**PROBLEM TO WORK ON**
Transcribe the data underneath exactly. No images belong in your version.

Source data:
◆ ◆ ◆ ◆ ◆ ◆ ◆

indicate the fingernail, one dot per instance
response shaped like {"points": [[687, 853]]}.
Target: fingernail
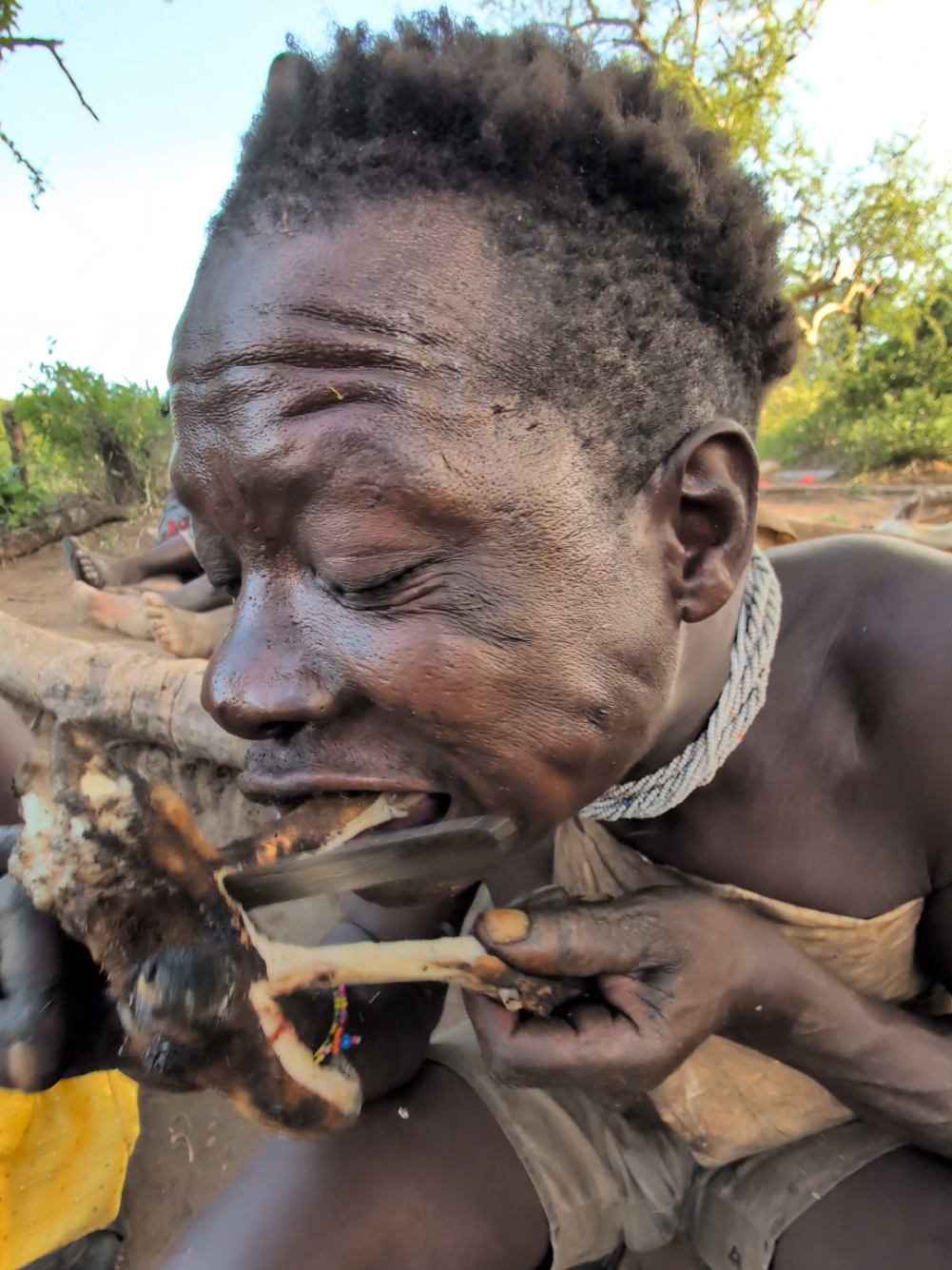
{"points": [[507, 925], [23, 1065]]}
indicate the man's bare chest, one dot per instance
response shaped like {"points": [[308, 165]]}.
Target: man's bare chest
{"points": [[804, 811]]}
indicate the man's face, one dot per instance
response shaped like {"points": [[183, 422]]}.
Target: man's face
{"points": [[433, 591]]}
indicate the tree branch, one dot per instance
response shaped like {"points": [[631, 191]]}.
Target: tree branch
{"points": [[52, 46], [36, 175], [811, 329]]}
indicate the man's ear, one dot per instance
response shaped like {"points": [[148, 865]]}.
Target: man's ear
{"points": [[706, 503]]}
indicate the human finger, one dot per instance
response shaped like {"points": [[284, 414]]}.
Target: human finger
{"points": [[30, 1012], [591, 1043], [583, 940]]}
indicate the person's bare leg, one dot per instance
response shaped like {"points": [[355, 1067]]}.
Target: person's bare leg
{"points": [[122, 614], [185, 634], [435, 1186], [99, 571], [895, 1213], [198, 596]]}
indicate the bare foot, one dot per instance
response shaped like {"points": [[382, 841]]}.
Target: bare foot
{"points": [[185, 634], [124, 614], [95, 571]]}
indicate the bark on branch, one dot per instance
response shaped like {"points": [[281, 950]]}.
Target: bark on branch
{"points": [[74, 516], [122, 693]]}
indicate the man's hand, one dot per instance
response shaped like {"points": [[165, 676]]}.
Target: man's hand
{"points": [[668, 967], [55, 1019]]}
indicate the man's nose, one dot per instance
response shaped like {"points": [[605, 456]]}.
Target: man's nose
{"points": [[262, 687]]}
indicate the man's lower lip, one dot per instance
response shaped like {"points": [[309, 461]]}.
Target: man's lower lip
{"points": [[429, 810]]}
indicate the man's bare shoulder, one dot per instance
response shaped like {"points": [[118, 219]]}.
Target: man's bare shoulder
{"points": [[868, 622], [872, 595]]}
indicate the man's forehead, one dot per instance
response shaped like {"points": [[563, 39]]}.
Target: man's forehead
{"points": [[414, 273]]}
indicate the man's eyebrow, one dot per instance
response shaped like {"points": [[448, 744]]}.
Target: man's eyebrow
{"points": [[336, 348]]}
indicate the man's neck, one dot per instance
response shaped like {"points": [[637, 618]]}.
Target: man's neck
{"points": [[704, 666]]}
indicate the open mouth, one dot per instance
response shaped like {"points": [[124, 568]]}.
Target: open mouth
{"points": [[328, 821]]}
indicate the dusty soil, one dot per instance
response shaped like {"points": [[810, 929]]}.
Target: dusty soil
{"points": [[192, 1145], [36, 588]]}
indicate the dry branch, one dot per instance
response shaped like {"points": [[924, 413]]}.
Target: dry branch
{"points": [[74, 516], [124, 693]]}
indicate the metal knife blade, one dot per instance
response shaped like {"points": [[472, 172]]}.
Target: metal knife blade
{"points": [[446, 851]]}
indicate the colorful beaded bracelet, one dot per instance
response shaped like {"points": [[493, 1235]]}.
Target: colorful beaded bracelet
{"points": [[340, 1039]]}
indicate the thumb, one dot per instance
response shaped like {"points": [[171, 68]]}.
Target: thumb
{"points": [[583, 940]]}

◆ ◆ ◆ ◆ ◆ ◆ ◆

**OUTPUT FOR THIS EXERCISE**
indicate the fingernail, one dot per instance
response shaped like {"points": [[687, 853]]}.
Target: fingernail
{"points": [[507, 925], [23, 1065]]}
indicate the man's bare chest, one dot per instance
response shaped like {"points": [[308, 165]]}.
Target: man's bare chest
{"points": [[804, 811]]}
indicate the man's face, one dot per instance
response shaped like {"points": [[183, 422]]}.
Target: man's face
{"points": [[433, 591]]}
indicate the tree branch, one dot per instance
response shaped like {"points": [[631, 191]]}.
Target: tree branch
{"points": [[52, 46], [36, 175], [811, 329]]}
indicate the man's ear, one dot per instance
response shaped like {"points": [[148, 865]]}.
Target: man's ear
{"points": [[706, 503]]}
indicate the human finger, one dot per instance
response shaped like {"points": [[284, 414]]}.
Target: human finger
{"points": [[30, 1012], [591, 1043], [583, 940]]}
indicate the person's bare leg, one dot per instance
response shaped like {"points": [[355, 1067]]}.
Target: person's bare leg
{"points": [[122, 614], [185, 634], [435, 1186], [99, 571], [895, 1213], [198, 596]]}
indicate the bare foot, one dot per instance
response shaped like {"points": [[382, 841]]}.
Target: bare foot
{"points": [[185, 634], [124, 614], [95, 571]]}
indicate the bark on branch, one dot per instance
response shaped like {"points": [[281, 950]]}.
Target: bark on branch
{"points": [[74, 516], [122, 693]]}
indicate the man's hand, one dot per instance
response shaped like {"points": [[165, 676]]}.
Target: man's hand
{"points": [[668, 967], [55, 1019]]}
indicate the man's nose, one dot per instance
response shaped like {"points": [[605, 456]]}.
Target: man's nose
{"points": [[262, 687]]}
indicate the man's lower lip, one dot per instance
response shaped like {"points": [[309, 461]]}.
Target: man's lower lip
{"points": [[429, 810]]}
indicate the man's bare shoulder, one dot per instance
response shaped like {"points": [[118, 219]]}.
Target: man's bare shoulder
{"points": [[868, 622], [872, 595]]}
indicate the man's forehead, one dot per instance
response shaped like {"points": [[563, 39]]}.
Target: man's forehead
{"points": [[414, 273]]}
indicate the man's eyebrow, one dot per instance
response shaped like {"points": [[448, 744]]}.
Target: man's eyebrow
{"points": [[336, 348]]}
indicate the man's neck, one dot per instance
response shaped like {"points": [[637, 618]]}.
Target: man's neck
{"points": [[704, 666]]}
indicate the open mouth, one dot per instance
response shaped like {"points": [[124, 568]]}.
Target: open mouth
{"points": [[328, 821]]}
indicate the dusty soil, one dot per instance
response shaped like {"points": [[810, 929]]}.
Target: dusty soil
{"points": [[192, 1145], [36, 588]]}
indicate the dry branch, one dot per instance
response shaped like {"points": [[924, 413]]}.
Target: dry branch
{"points": [[74, 516], [124, 693]]}
indicate the metal knife blade, one dot per instance
response shaped like {"points": [[472, 172]]}.
Target: metal knife blade
{"points": [[446, 851]]}
indicate the colorful beaded bracelet, one dot per instance
response shaped like {"points": [[493, 1235]]}.
Target: colorful beaded bracelet
{"points": [[340, 1039]]}
indicate the thumb, one dot per instance
response shaped like {"points": [[171, 68]]}.
Target: thumb
{"points": [[583, 940]]}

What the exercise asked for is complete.